**Exercise objective:** Could you carry on the Josh Wolf biography below from the point where it stops?

**Page extract:**
════════
Free agent
- Pitcher
- Born: September 1, 2000 (age 25) Bellaire, Texas, U.S.
- Bats: RightThrows: Right

= Josh Wolf (baseball) =

American baseball player (born 2000)

Joshua David Wolf (born September 1, 2000) is an American professional baseball pitcher who is a free agent. He has also pitched for the Israeli national baseball team.

==Early life and amateur career==
Wolf was born in Bellaire, Texas, and is Jewish. He had his Bar Mitzvah at the Western Wall in Jerusalem, and was a member of Congregation Beth Israel in Houston. His mother is from Israel and his father is from Cincinnati.

Wolf attended St. Thomas High School in Houston, Texas. Wolf played for the school's baseball team and was twice named All-State. As a junior he was 4-1 with a 1.06 earned run average (ERA), and 53 strikeouts in 39 innings. In his senior year, he struck out 126 batters in 69 innings, had a 1.52 ERA, and was named Outstanding Male High School Athlete of the Year by the Jewish Sports Heritage Association. He committed to attend Texas A&M University.

==Professional career==
===New York Mets===
The New York Mets selected Wolf in the second round, with the 53rd overall selection, of the 2019 MLB draft. He was ranked the 36th-best prospect by MLB.com, and the 55th-best prospect by Baseball America. At the time of the draft, he could throw a 97 mph fastball, and had an above average curveball. He signed with the Mets for a $2.15 million signing bonus, forgoing his commitment to Texas A&M. He made his professional debut in 2019 with the Rookie-level Gulf Coast League Mets, going 0–1 with a 3.38 earned run average over eight innings, in which he struck out 12 batters and walked one batter.

Wolf did not play in a game in 2020 due to the cancellation of the minor league season because of the COVID-19 pandemic.

===Cleveland Indians / Guardians===
On January 7, 2021, the Mets traded Wolf, Amed Rosario, Andrés Giménez, and Isaiah Greene to the Cleveland Indians for Francisco Lindor and Carlos Carrasco. At the time, Wolf was the number 9 prospect in the Mets system. Indians president of baseball operations Chris Antonetti said: “He's a young, hard-throwing right-handed pitcher with a good mix of pitches. He's got an above-average fastball, up to 96 [mph]. He's got a really good slider. His changeup is his third pitch, and that's developing. He has the ingredients to develop into a successful starting Major League pitcher.”
════════
**Provided material:**
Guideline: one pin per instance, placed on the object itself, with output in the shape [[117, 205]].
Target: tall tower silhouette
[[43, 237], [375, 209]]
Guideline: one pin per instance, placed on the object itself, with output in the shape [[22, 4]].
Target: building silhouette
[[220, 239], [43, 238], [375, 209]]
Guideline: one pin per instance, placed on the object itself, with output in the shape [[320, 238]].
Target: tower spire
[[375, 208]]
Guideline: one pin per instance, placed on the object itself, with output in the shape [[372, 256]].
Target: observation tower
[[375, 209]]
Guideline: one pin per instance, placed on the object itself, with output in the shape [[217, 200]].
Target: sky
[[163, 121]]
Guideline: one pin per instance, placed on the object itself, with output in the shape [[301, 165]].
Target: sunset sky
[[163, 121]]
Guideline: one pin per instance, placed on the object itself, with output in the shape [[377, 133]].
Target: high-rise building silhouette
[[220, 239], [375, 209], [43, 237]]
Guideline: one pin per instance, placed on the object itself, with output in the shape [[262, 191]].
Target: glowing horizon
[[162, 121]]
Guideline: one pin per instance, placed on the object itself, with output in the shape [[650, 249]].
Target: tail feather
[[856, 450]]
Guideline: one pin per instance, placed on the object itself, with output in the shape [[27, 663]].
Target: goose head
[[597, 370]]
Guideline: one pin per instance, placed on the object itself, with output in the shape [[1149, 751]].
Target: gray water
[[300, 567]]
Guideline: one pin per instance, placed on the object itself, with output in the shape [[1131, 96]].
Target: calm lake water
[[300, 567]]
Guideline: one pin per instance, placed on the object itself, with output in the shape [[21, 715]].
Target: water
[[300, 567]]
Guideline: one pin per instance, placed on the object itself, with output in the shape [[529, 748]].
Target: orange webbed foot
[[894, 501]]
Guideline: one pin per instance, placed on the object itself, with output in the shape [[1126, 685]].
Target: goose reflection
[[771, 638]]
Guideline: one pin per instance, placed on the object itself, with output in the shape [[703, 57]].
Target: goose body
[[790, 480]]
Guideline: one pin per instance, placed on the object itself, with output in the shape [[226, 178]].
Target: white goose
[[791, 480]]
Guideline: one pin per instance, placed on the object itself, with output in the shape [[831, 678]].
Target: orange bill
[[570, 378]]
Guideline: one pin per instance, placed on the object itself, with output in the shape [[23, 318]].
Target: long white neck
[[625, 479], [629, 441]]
════════
**Answer for the task:**
For the 2021 season, Wolf was assigned to the Lynchburg Hillcats of the Low-A East. Over 18 games (17 starts), Wolf went 1–3 with a 5.35 ERA, striking out 67 batters over 65 2/3 innings. He split 2022 between the rookie–level Arizona Complex League Guardians and Lynchburg, and was 2-2 with a 5.61 ERA, striking out 25 batters in 25.2 innings.

Wolf pitched for the Israeli national baseball team in the 2023 World Baseball Classic. He split the 2023 campaign between the ACL Guardians and High-A Lake County Captains, struggling to a combined 6.11 ERA with 47 strikeouts across 45 2/3 innings pitched.

Wolf was released by the Guardians organization on May 19, 2024 after posting a 5.11 earned run average over 12 1/3 innings in 10 relief appearances for High–A Lake County.

===San Francisco Giants===
On May 23, 2024, Wolf signed a minor league contract with the San Francisco Giants. He made 24 appearances over the remainder of the season for the rookie-level Arizona Complex League Giants, Single-A San Jose Giants, and High-A Eugene Emeralds.

Wolf returned to Eugene in 2025, posting a 5-3 record and 4.74 ERA with 67 strikeouts and one save across 29 games (9 starts). He elected free agency following the season on November 6, 2025.

===Charros de Jalisco===
On April 18, 2026, Wolf signed with the Charros de Jalisco of the Mexican League. In two relief appearances, he gave up seven earned runs over 2 1/3 innings pitched. Wolf was released by Jalisco on April 23.

===York Revolution===
On May 3, 2026, Wolf signed with the York Revolution of the Atlantic League of Professional Baseball. He posted a 9.00 ERA, giving up three earned runs in three innings of relief work. Wolf was released by the Revolution on May 15.